Seahawks learned a few lessons in final preseason game


SEATTLE — Winning the Super Bowl also means getting the perk of hosting the traditional Thursday night season-opening NFL Kickoff game and all that comes with it. Come for Pharrell and Soundgarden, stay for the game

But for the Seahawks, it also means a quick turnaround from the preseason to the regular season. Seattle will set its final 53-man roster Saturday at 1 p.m., then dig in fully to preparation for Thursday’s opponent, the Green Bay Packers.

Before putting the preseason completely to bed, though, here are some final impressions of what we learned the last month:

1. The offense appears to have taken a step forward

The usual caveats apply about the preseason — everybody’s playing lots of weird lineup combinations and no one’s game planning much. Oakland, for instance, was without seven defensive starters Thursday, and is hardly a defense to write home about in the first place.

DATA SECTION -
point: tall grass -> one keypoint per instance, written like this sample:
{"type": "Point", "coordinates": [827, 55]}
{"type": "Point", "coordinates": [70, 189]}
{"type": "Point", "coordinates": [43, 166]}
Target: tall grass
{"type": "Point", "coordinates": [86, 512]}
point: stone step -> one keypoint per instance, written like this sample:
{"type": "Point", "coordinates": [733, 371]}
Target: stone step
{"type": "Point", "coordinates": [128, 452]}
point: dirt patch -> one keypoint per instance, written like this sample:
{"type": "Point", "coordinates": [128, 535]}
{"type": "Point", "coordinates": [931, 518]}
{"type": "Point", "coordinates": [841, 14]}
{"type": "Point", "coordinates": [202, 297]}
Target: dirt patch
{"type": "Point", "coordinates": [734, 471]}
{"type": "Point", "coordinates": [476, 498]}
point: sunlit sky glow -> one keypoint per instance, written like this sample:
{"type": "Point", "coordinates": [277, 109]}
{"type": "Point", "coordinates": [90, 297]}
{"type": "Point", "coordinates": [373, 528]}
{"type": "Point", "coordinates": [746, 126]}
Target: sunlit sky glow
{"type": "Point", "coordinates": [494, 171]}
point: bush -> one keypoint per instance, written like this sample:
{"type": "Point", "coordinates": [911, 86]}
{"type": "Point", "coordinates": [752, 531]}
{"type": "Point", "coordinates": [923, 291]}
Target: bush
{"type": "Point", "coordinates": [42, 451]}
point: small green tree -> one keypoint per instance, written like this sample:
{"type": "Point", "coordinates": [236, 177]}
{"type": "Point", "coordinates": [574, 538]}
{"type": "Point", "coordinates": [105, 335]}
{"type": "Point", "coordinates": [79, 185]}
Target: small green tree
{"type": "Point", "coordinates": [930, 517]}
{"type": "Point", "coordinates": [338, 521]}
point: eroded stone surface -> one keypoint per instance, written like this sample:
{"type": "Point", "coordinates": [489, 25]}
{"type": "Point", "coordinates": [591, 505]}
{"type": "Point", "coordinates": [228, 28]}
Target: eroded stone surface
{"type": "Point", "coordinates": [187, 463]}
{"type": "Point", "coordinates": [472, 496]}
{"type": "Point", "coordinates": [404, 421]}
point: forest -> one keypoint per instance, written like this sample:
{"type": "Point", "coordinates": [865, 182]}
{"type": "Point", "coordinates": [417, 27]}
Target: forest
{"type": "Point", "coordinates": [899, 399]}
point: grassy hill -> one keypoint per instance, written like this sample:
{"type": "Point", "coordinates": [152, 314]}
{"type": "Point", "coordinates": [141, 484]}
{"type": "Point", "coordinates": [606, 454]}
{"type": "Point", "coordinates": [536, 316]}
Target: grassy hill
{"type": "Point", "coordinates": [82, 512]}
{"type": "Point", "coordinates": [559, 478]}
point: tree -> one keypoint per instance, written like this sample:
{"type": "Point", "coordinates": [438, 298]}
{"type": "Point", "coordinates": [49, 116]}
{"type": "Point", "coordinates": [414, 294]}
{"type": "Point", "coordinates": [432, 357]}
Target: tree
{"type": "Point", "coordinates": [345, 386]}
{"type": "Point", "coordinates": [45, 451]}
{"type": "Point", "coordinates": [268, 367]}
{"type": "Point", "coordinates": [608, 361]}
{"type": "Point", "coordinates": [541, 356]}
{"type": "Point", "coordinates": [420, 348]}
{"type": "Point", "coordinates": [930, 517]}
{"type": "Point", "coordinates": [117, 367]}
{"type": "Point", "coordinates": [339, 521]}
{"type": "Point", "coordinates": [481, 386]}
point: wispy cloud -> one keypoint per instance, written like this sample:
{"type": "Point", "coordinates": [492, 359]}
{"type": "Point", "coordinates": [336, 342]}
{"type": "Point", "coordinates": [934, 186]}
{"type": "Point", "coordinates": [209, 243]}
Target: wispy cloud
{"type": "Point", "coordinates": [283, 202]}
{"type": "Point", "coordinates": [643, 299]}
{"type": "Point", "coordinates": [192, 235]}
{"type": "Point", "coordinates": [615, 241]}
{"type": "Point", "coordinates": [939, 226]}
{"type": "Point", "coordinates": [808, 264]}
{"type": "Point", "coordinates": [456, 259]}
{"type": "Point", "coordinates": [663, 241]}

PROBLEM SET -
a: From the Seahawks article, quote the passage starting with "But for the" and going on through "Green Bay Packers.".
b: According to the Seahawks article, when will Seattle set its final 53-man roster?
The material was drawn from a source separate from the Seahawks article.

RESULTS OF THE EXERCISE -
a:
But for the Seahawks, it also means a quick turnaround from the preseason to the regular season. Seattle will set its final 53-man roster Saturday at 1 p.m., then dig in fully to preparation for Thursday’s opponent, the Green Bay Packers.

b: Saturday at 1 p.m.